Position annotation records
——

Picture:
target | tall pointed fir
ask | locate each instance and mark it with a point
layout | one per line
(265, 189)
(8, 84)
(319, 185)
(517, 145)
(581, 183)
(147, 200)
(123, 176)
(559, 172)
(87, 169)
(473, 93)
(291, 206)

——

▶ [Set task]:
Reproduce every line of the listing above verbatim, changing nothing.

▶ [Output of the exercise]:
Picture:
target | tall pointed fir
ask | locate each instance and mark it with a point
layout | one per line
(265, 189)
(8, 84)
(319, 185)
(517, 145)
(581, 183)
(147, 200)
(123, 176)
(559, 172)
(87, 169)
(473, 93)
(291, 206)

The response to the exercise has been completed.